#### Extrait proposé
Une économie prospère

La fertilité agricole de l’Étrurie lui permit à plusieurs reprises de venir au secours de Rome menacée par la famine. Quant au vin, il était exporté vers le sud de la Gaule par navires entiers. L’essor de l’agriculture s’accompagna d’une mise en valeur du territoire par la réalisation de travaux d’irrigation. L’abondance des forêts constituait la matière première indispensable à la construction maritime mais aussi à l’exploitation minière. Les métaux étaient présents partout en Étrurie : au nord-ouest de Rome, dans les monts de la Tolfa , près des rives de la mer Tyrrhénienne et surtout sur l’île d’Elbe (Aithaleia). Il existait une véritable « Etrurie du fer Â » autour de Populonia et de l’île d’Elbe.

"Au-delà de la cité que les Tyrrhéniens nomment Populonia, il ya une île que l’on nomme Aithaleia. Elle se trouve à environ cent stades de la côte et doit son nom à la fumée (aithalos) qui stagne en nappe épaisse au-dessus d’elle. C’est que cette île contient un grand gisement de minerai de fer que les habitants extraient afin de le fondre et de le couler ; elle possède une grande quantité de ce minerai. Ceux qui travaillent le minerai creusent la roche et brûlent dans des fourneaux fort ingénieux les fragments de minerai qui ont été brisés ; dans ces fourneaux ils font fondre les morceaux au moyen d’un feu très violent et ils coulent le métal en gueuses de taille modérée qui ont un peu l’apparence de grosses éponges. Ces lingots sont achetés par des marchands qui payent en argent ou en nature et qui les transportent à Dicaearcheia (cité grecque près de Pouzolles) ou dans d’autres lieux de marché où d’autres marchands achètent ces cargaisons et, avec l’aide d’une multitude d’ouvriers forgerons qu’ils on rassemblés, fabriquent des objets de fer de toutes sortes." [1]

Le commerce maritime

Dès la fin du VIIIe siècle, l’aristocratie propriétaire des ports et des mines s’enrichit et adopte le mode de vie oriental et importe de nombreux objets de luxe et de prestige (bijoux, vaisselle, trépieds) destinés à orner demeures et tombes.On a retrouvé dans les tombes des objets dont l’origine urartéenne est indéniable. Ce commerce oriental semblait être dominé par les Phéniciens, comme le laisseraient penser la proportion d’objets issus de la région de Byblos, mais des marchands grecs y participaient aussi. Ce sont d’ailleurs des Grecs, ceux de Rhegion et de Zancle   qui contrôlaient le détroit de Messine, passage obligé vers le sud et la Méditerranée orientale. Ainsi, Grecs et Phéniciens venaient chercher en Étrurie du minerai de fer qu’ils échangeaient contre de la céramique ou de l’orfèvrerie.
########
▶ Consigne A
Recopiez à l'identique le passage de l'extrait sur l'économie étrusque qui va de « Une économie prospère » à « de l’île d’Elbe. », ces deux bornes comprises.
L'extrait et les enregistrements n'ont aucun lien entre eux.
#### Données fournies
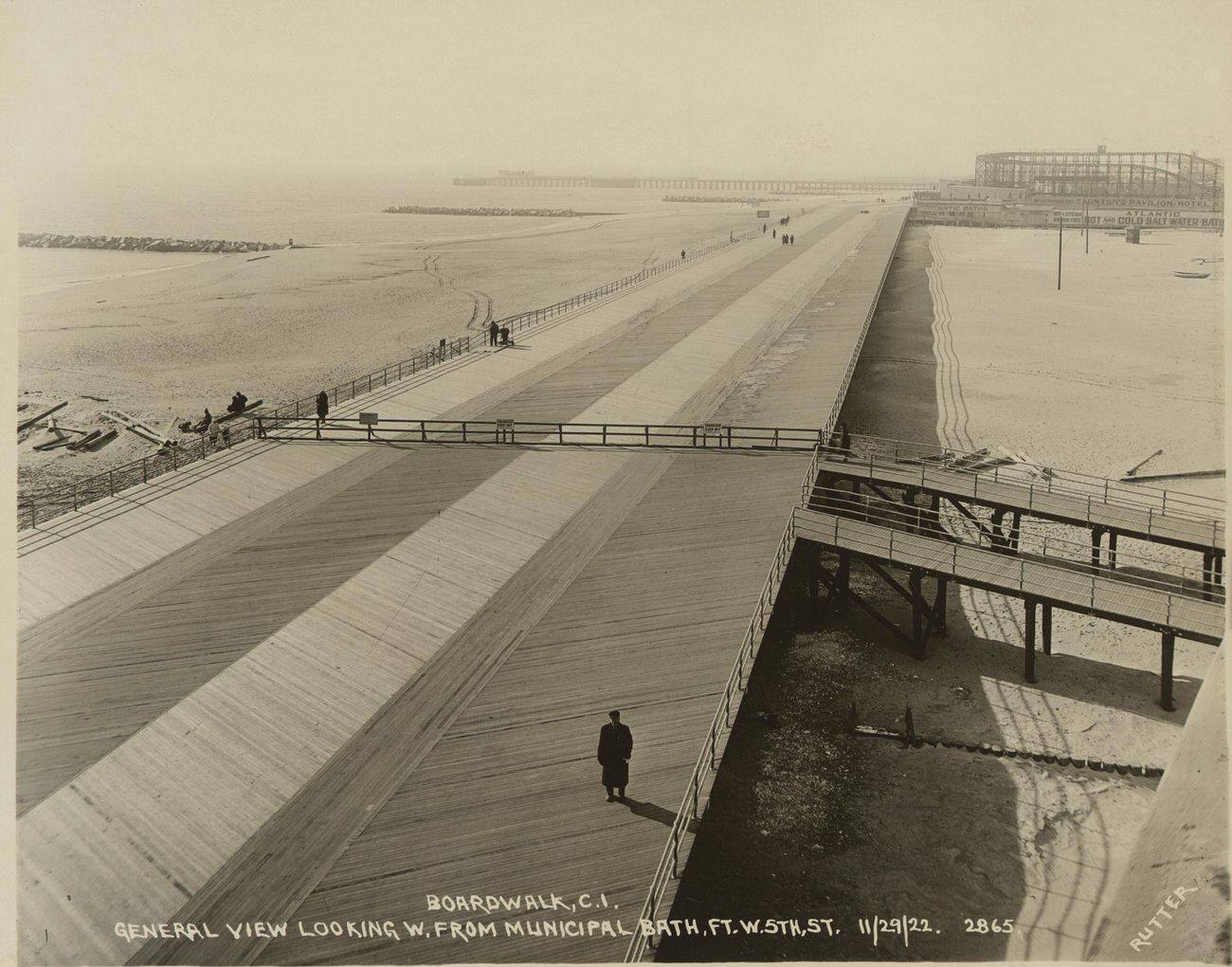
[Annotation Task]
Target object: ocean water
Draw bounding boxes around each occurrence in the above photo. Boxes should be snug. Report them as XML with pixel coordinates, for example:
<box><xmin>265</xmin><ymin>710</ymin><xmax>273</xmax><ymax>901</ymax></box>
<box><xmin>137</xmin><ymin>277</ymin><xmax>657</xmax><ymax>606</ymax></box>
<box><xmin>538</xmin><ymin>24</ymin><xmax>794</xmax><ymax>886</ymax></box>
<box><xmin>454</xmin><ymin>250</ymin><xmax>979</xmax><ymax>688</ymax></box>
<box><xmin>17</xmin><ymin>170</ymin><xmax>719</xmax><ymax>246</ymax></box>
<box><xmin>17</xmin><ymin>169</ymin><xmax>749</xmax><ymax>296</ymax></box>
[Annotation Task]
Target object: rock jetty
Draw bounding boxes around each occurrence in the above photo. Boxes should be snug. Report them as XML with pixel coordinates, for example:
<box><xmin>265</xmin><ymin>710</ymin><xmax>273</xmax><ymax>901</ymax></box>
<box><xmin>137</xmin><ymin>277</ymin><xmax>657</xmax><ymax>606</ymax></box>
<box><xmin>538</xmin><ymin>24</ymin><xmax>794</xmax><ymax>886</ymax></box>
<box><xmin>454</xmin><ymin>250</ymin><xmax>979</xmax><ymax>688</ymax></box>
<box><xmin>381</xmin><ymin>205</ymin><xmax>589</xmax><ymax>218</ymax></box>
<box><xmin>17</xmin><ymin>231</ymin><xmax>290</xmax><ymax>254</ymax></box>
<box><xmin>662</xmin><ymin>194</ymin><xmax>765</xmax><ymax>205</ymax></box>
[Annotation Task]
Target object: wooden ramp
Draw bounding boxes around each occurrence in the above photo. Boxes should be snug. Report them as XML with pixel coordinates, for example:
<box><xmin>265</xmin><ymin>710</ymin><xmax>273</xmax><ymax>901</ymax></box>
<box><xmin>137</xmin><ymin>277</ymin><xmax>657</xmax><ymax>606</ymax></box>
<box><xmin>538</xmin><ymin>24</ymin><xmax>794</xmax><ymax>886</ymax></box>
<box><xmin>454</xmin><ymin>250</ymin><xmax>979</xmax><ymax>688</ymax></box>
<box><xmin>19</xmin><ymin>202</ymin><xmax>903</xmax><ymax>963</ymax></box>
<box><xmin>817</xmin><ymin>437</ymin><xmax>1227</xmax><ymax>555</ymax></box>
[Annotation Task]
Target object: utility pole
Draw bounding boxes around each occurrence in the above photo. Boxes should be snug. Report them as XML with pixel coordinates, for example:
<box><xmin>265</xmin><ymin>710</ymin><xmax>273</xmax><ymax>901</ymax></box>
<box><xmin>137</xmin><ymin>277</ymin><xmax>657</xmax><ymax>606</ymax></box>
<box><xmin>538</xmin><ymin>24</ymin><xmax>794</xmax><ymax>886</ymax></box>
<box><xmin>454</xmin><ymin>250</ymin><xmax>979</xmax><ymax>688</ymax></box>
<box><xmin>1057</xmin><ymin>211</ymin><xmax>1066</xmax><ymax>292</ymax></box>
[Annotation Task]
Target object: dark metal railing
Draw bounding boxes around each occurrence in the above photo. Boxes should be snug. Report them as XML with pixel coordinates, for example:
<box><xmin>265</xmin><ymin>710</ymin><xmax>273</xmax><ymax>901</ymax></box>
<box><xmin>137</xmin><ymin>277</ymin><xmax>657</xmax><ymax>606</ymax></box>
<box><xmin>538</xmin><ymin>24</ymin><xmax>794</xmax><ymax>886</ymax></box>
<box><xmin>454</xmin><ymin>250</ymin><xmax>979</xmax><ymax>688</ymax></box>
<box><xmin>17</xmin><ymin>417</ymin><xmax>256</xmax><ymax>530</ymax></box>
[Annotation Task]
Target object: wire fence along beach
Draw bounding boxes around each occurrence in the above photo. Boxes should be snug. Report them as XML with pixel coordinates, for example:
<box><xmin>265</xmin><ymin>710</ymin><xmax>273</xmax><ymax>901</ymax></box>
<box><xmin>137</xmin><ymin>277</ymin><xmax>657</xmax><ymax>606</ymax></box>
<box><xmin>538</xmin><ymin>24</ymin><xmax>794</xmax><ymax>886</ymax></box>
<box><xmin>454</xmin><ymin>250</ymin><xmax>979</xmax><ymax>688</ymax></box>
<box><xmin>17</xmin><ymin>230</ymin><xmax>761</xmax><ymax>530</ymax></box>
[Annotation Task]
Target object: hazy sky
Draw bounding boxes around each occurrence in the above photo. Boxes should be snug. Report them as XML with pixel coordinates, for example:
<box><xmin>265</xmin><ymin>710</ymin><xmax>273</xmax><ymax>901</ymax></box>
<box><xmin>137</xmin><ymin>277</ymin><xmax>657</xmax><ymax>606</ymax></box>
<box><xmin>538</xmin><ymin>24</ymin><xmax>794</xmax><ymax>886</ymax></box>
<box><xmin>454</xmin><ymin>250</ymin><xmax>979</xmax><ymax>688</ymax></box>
<box><xmin>8</xmin><ymin>0</ymin><xmax>1232</xmax><ymax>177</ymax></box>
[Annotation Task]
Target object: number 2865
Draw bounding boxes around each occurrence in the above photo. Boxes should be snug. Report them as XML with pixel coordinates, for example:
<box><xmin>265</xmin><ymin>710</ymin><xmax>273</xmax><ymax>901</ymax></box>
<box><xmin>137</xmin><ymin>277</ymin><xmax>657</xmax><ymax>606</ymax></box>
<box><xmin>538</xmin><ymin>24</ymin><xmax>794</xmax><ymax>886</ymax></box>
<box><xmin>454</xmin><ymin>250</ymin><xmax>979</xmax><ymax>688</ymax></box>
<box><xmin>964</xmin><ymin>917</ymin><xmax>1014</xmax><ymax>934</ymax></box>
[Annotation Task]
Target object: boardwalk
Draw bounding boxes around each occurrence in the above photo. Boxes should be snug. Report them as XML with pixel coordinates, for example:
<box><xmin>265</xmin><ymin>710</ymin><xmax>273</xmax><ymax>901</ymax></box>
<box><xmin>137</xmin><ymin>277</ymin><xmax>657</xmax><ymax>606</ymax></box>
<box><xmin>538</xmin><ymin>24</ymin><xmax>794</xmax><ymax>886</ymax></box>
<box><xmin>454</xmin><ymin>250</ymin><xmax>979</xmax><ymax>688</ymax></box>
<box><xmin>19</xmin><ymin>199</ymin><xmax>903</xmax><ymax>963</ymax></box>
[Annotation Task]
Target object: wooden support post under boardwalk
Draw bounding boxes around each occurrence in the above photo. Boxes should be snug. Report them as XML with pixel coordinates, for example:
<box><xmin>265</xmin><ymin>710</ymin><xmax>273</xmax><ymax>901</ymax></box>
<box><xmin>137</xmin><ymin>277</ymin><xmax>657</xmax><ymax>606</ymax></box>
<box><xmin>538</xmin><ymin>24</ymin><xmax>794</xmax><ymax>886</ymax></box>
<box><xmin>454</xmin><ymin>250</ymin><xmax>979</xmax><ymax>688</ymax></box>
<box><xmin>1159</xmin><ymin>630</ymin><xmax>1177</xmax><ymax>712</ymax></box>
<box><xmin>933</xmin><ymin>576</ymin><xmax>949</xmax><ymax>634</ymax></box>
<box><xmin>988</xmin><ymin>507</ymin><xmax>1006</xmax><ymax>548</ymax></box>
<box><xmin>838</xmin><ymin>551</ymin><xmax>851</xmax><ymax>617</ymax></box>
<box><xmin>1023</xmin><ymin>597</ymin><xmax>1036</xmax><ymax>684</ymax></box>
<box><xmin>907</xmin><ymin>568</ymin><xmax>924</xmax><ymax>659</ymax></box>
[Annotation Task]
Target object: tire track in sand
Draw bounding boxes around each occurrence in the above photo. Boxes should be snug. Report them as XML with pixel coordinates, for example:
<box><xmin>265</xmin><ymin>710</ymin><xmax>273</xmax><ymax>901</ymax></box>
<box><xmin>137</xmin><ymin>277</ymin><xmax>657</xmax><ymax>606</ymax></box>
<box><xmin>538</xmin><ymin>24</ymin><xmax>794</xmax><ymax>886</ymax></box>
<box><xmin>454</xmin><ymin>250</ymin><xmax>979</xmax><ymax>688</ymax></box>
<box><xmin>927</xmin><ymin>231</ymin><xmax>1109</xmax><ymax>959</ymax></box>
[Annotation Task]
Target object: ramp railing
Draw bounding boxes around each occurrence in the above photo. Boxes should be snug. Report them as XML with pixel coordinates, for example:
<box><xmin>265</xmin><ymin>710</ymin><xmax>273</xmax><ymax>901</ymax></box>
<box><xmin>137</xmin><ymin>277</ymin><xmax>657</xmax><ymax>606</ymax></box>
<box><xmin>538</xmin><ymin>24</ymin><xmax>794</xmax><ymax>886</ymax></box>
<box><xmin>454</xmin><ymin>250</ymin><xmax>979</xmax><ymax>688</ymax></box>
<box><xmin>814</xmin><ymin>428</ymin><xmax>1223</xmax><ymax>526</ymax></box>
########
▶ Consigne B
Relevez, sans rien y changer, chaque ligne des enregistrements où figure la chaîne « wooden ».

▶ Réponse rédigée A
Une économie prospère

La fertilité agricole de l’Étrurie lui permit à plusieurs reprises de venir au secours de Rome menacée par la famine. Quant au vin, il était exporté vers le sud de la Gaule par navires entiers. L’essor de l’agriculture s’accompagna d’une mise en valeur du territoire par la réalisation de travaux d’irrigation. L’abondance des forêts constituait la matière première indispensable à la construction maritime mais aussi à l’exploitation minière. Les métaux étaient présents partout en Étrurie : au nord-ouest de Rome, dans les monts de la Tolfa , près des rives de la mer Tyrrhénienne et surtout sur l’île d’Elbe (Aithaleia). Il existait une véritable « Etrurie du fer Â » autour de Populonia et de l’île d’Elbe.

▶ Réponse rédigée B
Target object: wooden ramp
Target object: wooden support post under boardwalk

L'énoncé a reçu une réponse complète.